→ **Work instruction**
An exact transcription of all the data is required; the pictures are to be left out.

Source data
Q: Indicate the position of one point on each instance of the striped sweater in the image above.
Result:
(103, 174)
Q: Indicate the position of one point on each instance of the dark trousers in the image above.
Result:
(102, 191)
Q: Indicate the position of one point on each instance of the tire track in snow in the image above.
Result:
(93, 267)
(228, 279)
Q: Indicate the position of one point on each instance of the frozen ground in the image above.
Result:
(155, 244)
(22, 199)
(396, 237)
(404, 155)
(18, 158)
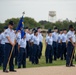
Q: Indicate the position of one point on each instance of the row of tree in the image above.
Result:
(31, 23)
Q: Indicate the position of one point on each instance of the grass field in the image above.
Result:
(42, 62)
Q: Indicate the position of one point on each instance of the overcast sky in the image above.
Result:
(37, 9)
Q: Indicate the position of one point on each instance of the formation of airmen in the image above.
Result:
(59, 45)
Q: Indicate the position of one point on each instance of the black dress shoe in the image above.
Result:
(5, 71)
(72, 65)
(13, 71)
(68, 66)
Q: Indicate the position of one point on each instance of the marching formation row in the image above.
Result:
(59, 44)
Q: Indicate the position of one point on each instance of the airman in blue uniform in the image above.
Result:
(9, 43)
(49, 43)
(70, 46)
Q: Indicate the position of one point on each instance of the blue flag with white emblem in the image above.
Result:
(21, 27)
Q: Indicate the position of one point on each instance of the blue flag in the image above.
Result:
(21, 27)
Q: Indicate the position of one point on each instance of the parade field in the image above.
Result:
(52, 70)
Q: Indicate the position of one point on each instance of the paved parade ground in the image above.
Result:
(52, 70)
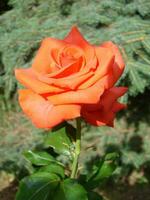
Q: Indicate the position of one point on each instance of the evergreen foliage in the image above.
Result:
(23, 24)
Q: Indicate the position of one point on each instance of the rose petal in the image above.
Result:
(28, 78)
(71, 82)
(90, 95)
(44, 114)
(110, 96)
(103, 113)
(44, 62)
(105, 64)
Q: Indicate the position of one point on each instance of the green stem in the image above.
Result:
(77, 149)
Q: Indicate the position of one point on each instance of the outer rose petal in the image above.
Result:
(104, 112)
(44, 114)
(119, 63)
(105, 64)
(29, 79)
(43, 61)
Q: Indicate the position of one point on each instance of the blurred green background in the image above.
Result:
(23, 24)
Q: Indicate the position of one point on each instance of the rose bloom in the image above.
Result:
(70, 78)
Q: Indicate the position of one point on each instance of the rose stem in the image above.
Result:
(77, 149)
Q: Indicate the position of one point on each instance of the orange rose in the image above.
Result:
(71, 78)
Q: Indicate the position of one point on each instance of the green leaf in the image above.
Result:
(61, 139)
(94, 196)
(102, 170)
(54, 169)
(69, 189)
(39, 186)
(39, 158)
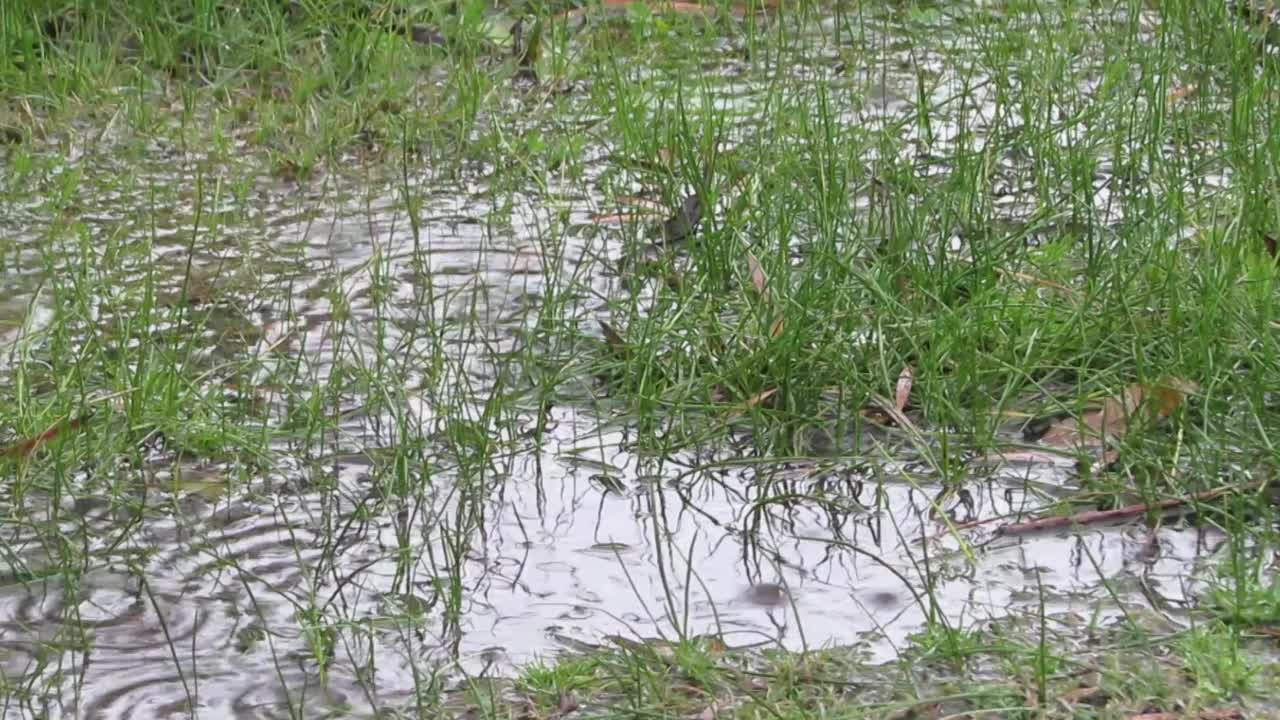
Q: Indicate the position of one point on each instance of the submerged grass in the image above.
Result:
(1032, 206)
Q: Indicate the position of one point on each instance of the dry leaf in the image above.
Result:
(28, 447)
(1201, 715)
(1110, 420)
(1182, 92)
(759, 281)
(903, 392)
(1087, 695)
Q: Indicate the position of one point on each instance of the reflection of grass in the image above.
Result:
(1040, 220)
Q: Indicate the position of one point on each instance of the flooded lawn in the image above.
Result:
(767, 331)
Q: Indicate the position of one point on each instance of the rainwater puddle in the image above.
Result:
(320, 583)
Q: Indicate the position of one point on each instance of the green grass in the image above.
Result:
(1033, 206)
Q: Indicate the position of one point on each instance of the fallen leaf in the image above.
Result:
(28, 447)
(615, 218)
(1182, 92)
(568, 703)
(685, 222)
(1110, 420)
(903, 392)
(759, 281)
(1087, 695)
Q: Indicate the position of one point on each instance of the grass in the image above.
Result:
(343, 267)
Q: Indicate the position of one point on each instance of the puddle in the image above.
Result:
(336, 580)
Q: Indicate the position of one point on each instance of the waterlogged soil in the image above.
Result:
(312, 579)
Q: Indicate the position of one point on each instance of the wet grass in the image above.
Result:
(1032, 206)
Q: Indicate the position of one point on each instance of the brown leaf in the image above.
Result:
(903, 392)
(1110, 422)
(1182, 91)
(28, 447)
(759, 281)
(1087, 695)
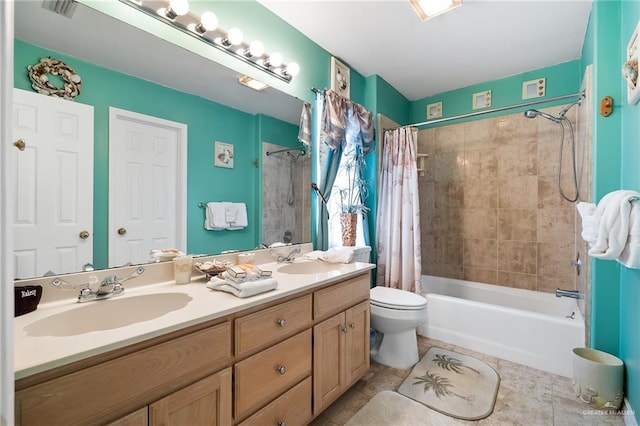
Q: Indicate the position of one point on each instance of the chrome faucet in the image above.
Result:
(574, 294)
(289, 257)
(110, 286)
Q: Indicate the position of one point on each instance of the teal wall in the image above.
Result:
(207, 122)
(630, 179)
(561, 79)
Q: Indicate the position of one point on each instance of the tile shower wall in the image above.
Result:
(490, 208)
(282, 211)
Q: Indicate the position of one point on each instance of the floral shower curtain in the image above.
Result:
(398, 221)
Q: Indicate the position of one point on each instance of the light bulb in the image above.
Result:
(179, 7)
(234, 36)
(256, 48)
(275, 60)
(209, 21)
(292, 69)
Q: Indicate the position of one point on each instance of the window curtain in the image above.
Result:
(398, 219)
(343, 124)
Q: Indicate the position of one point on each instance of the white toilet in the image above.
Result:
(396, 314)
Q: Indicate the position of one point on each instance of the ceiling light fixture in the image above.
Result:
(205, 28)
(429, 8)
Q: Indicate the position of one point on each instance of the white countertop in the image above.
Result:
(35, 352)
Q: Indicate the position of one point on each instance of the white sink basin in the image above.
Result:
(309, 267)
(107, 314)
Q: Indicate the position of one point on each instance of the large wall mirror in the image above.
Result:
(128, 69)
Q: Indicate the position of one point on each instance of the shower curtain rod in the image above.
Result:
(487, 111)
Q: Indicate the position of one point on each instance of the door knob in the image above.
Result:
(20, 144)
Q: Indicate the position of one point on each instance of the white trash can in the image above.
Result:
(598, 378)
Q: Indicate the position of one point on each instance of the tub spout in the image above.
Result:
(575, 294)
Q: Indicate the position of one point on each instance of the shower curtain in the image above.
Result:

→ **Solved exercise**
Q: Indicate the position of one point on each instance of the striped sweater in the image above.
Result:
(103, 174)
Q: Indicate the position of one point on each instance of the dark trousers in the image above.
Result:
(102, 191)
Q: Indicate the position of one point on each instance of the tire track in snow in the image above.
Result:
(93, 267)
(228, 279)
Q: Indicate the position of one point on each instance of the frozen ground in the image above.
Result:
(155, 244)
(22, 199)
(396, 237)
(404, 155)
(18, 158)
Q: Indicate the position of one point on each instance of the row of tree in the image above.
Result:
(31, 23)
Q: Indicate the position of one point on each instance of the grass field in the image above.
Result:
(42, 62)
Q: Indicate the position of one point on each instance of the overcast sky in the image above.
Result:
(37, 9)
Q: Indicate the position of one point on each instance of the formation of airmen in the image above.
Result:
(59, 45)
Q: Indicate the position of one point on each instance of the black dress shoe in the image above.
Result:
(5, 71)
(72, 65)
(13, 71)
(68, 66)
Q: Indicate the position of one point on each instance of the marching formation row in the image above.
Result:
(59, 44)
Q: Indicate the position of one point on each instance of the airman in blue uniform in the image above.
Result:
(9, 43)
(49, 43)
(70, 46)
Q: Indicate the position of one point on each instance of the blue flag with white emblem in the image above.
Result:
(21, 27)
Q: Indicate the position of one point on each instance of the blue flag in the image above.
Result:
(21, 27)
Q: Indicate the position of one point on each instance of the parade field in the image above.
Result:
(52, 70)
Q: Indicate the position of one point on each instance of the paved parade ground in the image above.
Result:
(52, 70)
Q: Indicate the position of one point on each instance of the evergreen foliage in the image above.
Result:
(23, 24)
Q: Indicate the position of one point on each instance of the rose petal in the image above.
Result:
(28, 78)
(71, 82)
(90, 95)
(44, 114)
(110, 96)
(103, 113)
(44, 62)
(105, 64)
Q: Indicate the position of one point on each instance of the green stem in the image above.
Result:
(77, 149)
Q: Indicate the position of one point on each instance of the outer rose petal in the image above.
Result:
(104, 112)
(44, 114)
(119, 63)
(105, 64)
(29, 79)
(43, 61)
Q: Indicate the position of one point on each instance of the blurred green background in the image above.
Result:
(23, 24)
Q: Indicate the position of one point on each instance of the rose bloom in the image above.
Result:
(70, 78)
Q: Indicate the position of one point on each instance of the rose stem in the image above.
Result:
(77, 149)
Q: Indicate the position of one point on each instance of the orange rose in the image above.
Result:
(71, 78)
Q: Indicate the position of one point on each instance of the green leaf in the image above.
Result:
(61, 139)
(94, 196)
(102, 170)
(54, 169)
(69, 189)
(39, 186)
(39, 158)
Q: Indicate the position of one point on each instance of the submerged grass in the image above.
Result:
(1032, 206)
Q: Indicate the position of one point on each instance of the dry leaf in the image above.
Result:
(28, 447)
(1201, 715)
(1110, 420)
(1182, 92)
(759, 281)
(903, 392)
(1087, 695)
Q: Indicate the position of one point on each instance of the reflection of grass in the image above.
Result:
(1040, 220)
Q: Indicate the position of one point on each instance of the flooded lawn in the image above.
Result:
(767, 331)
Q: Indicate the position of one point on each instance of the rainwater puddle in the image above.
Result:
(320, 583)
Q: Indicate the position of one point on each instance of the green grass in the image above.
Result:
(1033, 206)
Q: Indicate the position of one point on each instance of the fallen leaf in the image above.
Result:
(28, 447)
(615, 218)
(1182, 92)
(568, 703)
(685, 222)
(1110, 420)
(903, 392)
(759, 281)
(1087, 695)
Q: Indicate the position of one point on each instance of the grass in the image above.
Result:
(343, 267)
Q: Indicate the position of one point on each instance of the puddle in the image above.
Result:
(336, 580)
Q: Indicate the position of one point on each instance of the waterlogged soil in the image above.
Result:
(312, 579)
Q: Indicate the position of one point on each instance of the wet grass in the image above.
Result:
(1032, 206)
Q: Indicate the position of one point on each instance of the brown leaf in the image above.
Result:
(903, 392)
(1110, 422)
(1182, 91)
(28, 447)
(759, 281)
(1087, 695)
Q: Indicate the position of one point on each instance of the chrome faucet in the image above.
Result:
(574, 294)
(289, 257)
(110, 286)
Q: Indicate the position of one point on each instance of the teal wall in the image above.
Result:
(207, 122)
(630, 179)
(561, 79)
Q: Indicate the position of one point on each instance of the tile shower wall in the image above.
Result:
(490, 208)
(282, 211)
Q: Indicate the position of one point on each instance of the floral shower curtain in the image above.
Result:
(398, 221)
Q: Indicate the position of one point on each instance of the light bulb in the image above.
Result:
(179, 7)
(234, 36)
(256, 48)
(275, 60)
(209, 21)
(292, 69)
Q: Indicate the position of one point on each instance of the window curtain in the image above.
Result:
(398, 219)
(343, 124)
Q: Indicate the position of one point on each instance of the white toilet in the image above.
Result:
(396, 314)
Q: Indicate the position of one point on each instance of the ceiling light fixture in the image above.
Result:
(205, 28)
(429, 8)
Q: Indicate the position of one point on each instance of the white countertop in the image above.
Result:
(35, 352)
Q: Indicate the position of one point on each instance of the white sink basin in the image above.
Result:
(309, 267)
(107, 314)
Q: Indicate the position of one point on each instance of the large wall mirror in the image above.
Result:
(128, 69)
Q: Indicate the position of one point on each instance of the shower curtain rod in the image above.
Result:
(487, 111)
Q: Indicate the position of one point on each instance of the door knob in the image above.
Result:
(20, 144)
Q: Indicate the position of one point on each instance of the white trash can in the image above.
Result:
(598, 378)
Q: Indicate the position of one point on each instance of the tub spout in the image above.
Result:
(575, 294)
Q: Indicate the position of one point on each instance of the shower curtain in the image above.
Result:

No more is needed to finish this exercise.